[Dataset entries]
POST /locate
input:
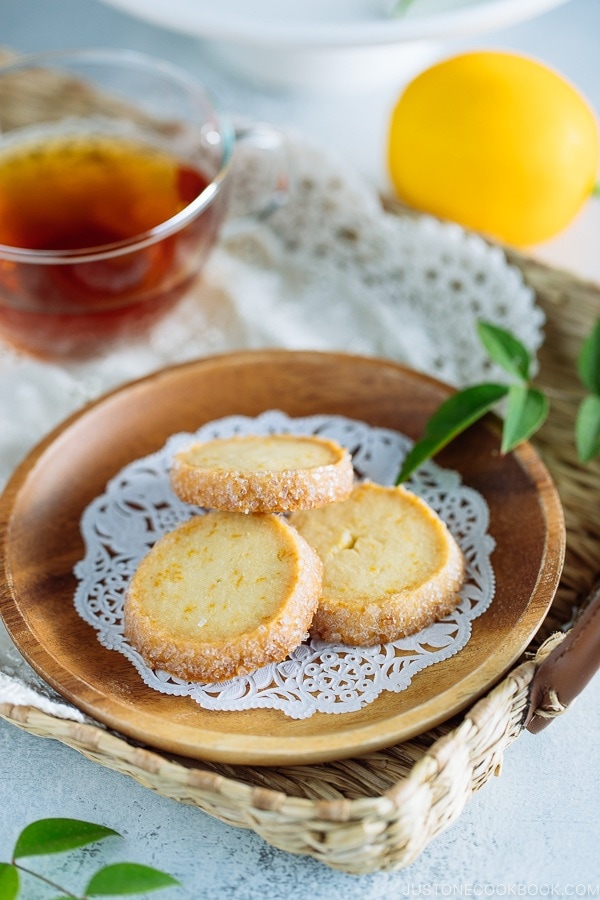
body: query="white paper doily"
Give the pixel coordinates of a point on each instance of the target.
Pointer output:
(120, 526)
(330, 270)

- PROBLEM -
All of the data is to be returned exactly, with no pictures included.

- EXERCISE RESPONSE -
POST /locate
input:
body: query="white paper doily"
Give the pixel coordinates of a point on each instance of the target.
Pointer output:
(120, 526)
(330, 270)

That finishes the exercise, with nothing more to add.